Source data

# # # # # # #

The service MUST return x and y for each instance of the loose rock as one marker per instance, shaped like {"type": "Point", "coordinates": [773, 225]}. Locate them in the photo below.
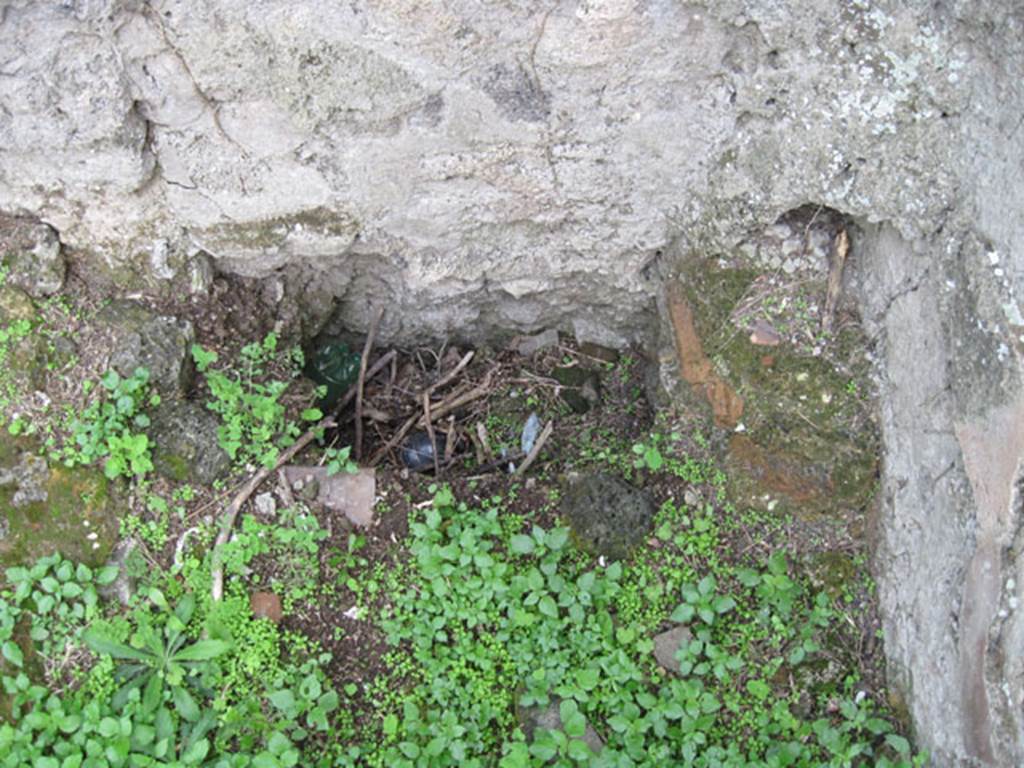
{"type": "Point", "coordinates": [37, 265]}
{"type": "Point", "coordinates": [266, 605]}
{"type": "Point", "coordinates": [143, 339]}
{"type": "Point", "coordinates": [608, 516]}
{"type": "Point", "coordinates": [667, 645]}
{"type": "Point", "coordinates": [185, 445]}
{"type": "Point", "coordinates": [351, 495]}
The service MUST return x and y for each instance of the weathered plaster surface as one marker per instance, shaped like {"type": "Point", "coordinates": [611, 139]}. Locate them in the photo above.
{"type": "Point", "coordinates": [484, 167]}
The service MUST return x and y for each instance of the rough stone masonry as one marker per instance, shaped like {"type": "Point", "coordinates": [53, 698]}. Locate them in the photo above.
{"type": "Point", "coordinates": [487, 167]}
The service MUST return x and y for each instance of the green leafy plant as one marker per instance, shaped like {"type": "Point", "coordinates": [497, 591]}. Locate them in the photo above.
{"type": "Point", "coordinates": [161, 658]}
{"type": "Point", "coordinates": [61, 599]}
{"type": "Point", "coordinates": [254, 424]}
{"type": "Point", "coordinates": [112, 427]}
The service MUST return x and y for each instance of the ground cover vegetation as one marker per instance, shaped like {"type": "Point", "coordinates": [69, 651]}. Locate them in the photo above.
{"type": "Point", "coordinates": [469, 627]}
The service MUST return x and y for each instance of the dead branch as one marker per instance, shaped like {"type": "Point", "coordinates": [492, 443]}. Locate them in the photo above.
{"type": "Point", "coordinates": [363, 380]}
{"type": "Point", "coordinates": [841, 248]}
{"type": "Point", "coordinates": [227, 521]}
{"type": "Point", "coordinates": [374, 370]}
{"type": "Point", "coordinates": [450, 442]}
{"type": "Point", "coordinates": [481, 433]}
{"type": "Point", "coordinates": [536, 451]}
{"type": "Point", "coordinates": [455, 402]}
{"type": "Point", "coordinates": [430, 432]}
{"type": "Point", "coordinates": [452, 374]}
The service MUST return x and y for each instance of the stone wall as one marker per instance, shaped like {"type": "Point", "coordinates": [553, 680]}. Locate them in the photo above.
{"type": "Point", "coordinates": [479, 168]}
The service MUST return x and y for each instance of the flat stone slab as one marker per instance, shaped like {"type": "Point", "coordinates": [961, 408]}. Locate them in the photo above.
{"type": "Point", "coordinates": [350, 495]}
{"type": "Point", "coordinates": [668, 644]}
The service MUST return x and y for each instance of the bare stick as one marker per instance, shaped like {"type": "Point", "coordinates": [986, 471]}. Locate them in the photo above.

# # # # # # #

§ WORK TO BE COMPLETED
Reproduce every line exactly and omit all pictures.

§ REPLY TO THE EXERCISE
The service MUST return x and y for each instance of the loose rock as one marker per instance, shaped like {"type": "Point", "coordinates": [773, 225]}. Locate them in the photo below.
{"type": "Point", "coordinates": [37, 265]}
{"type": "Point", "coordinates": [266, 605]}
{"type": "Point", "coordinates": [143, 339]}
{"type": "Point", "coordinates": [608, 516]}
{"type": "Point", "coordinates": [667, 645]}
{"type": "Point", "coordinates": [185, 445]}
{"type": "Point", "coordinates": [351, 495]}
The service MUST return x and y for each instance of the weathered plaster surface as one marker per instance, shaped like {"type": "Point", "coordinates": [611, 139]}. Locate them in the photo above.
{"type": "Point", "coordinates": [484, 167]}
The service MUST return x and y for each instance of the rough stone masonry as one marker per instance, shaped like {"type": "Point", "coordinates": [53, 698]}. Locate them in the photo above.
{"type": "Point", "coordinates": [487, 167]}
The service MUST return x and y for each instance of the green leafy plant as one marker per instance, shaped like {"type": "Point", "coordinates": [497, 591]}. Locate them in the photo above.
{"type": "Point", "coordinates": [161, 658]}
{"type": "Point", "coordinates": [61, 599]}
{"type": "Point", "coordinates": [254, 424]}
{"type": "Point", "coordinates": [112, 427]}
The service MUST return x and y for each instance of the ground cover vegetation as one marker per instance, shaped like {"type": "Point", "coordinates": [69, 651]}. Locate them in the photo above.
{"type": "Point", "coordinates": [469, 627]}
The service MUST return x and y for each instance of the dead branch as one marker per instance, shaped like {"type": "Point", "coordinates": [492, 443]}. Locate them in the photo above.
{"type": "Point", "coordinates": [363, 380]}
{"type": "Point", "coordinates": [841, 248]}
{"type": "Point", "coordinates": [227, 521]}
{"type": "Point", "coordinates": [374, 370]}
{"type": "Point", "coordinates": [450, 442]}
{"type": "Point", "coordinates": [481, 433]}
{"type": "Point", "coordinates": [536, 451]}
{"type": "Point", "coordinates": [455, 402]}
{"type": "Point", "coordinates": [430, 432]}
{"type": "Point", "coordinates": [452, 374]}
The service MUST return x and y for each instance of the stone wall as one marker per instance, shaped like {"type": "Point", "coordinates": [553, 680]}. Locate them in the photo above.
{"type": "Point", "coordinates": [479, 168]}
The service MUST return x and y for each instance of the flat stone slab as one marker per instance, shaped like {"type": "Point", "coordinates": [961, 408]}. Locate them in the photo above.
{"type": "Point", "coordinates": [350, 495]}
{"type": "Point", "coordinates": [668, 644]}
The service MUST return x and y for each instance of the bare stick as one marker per instance, shaped like {"type": "Point", "coordinates": [986, 471]}. Locate them in the photo above.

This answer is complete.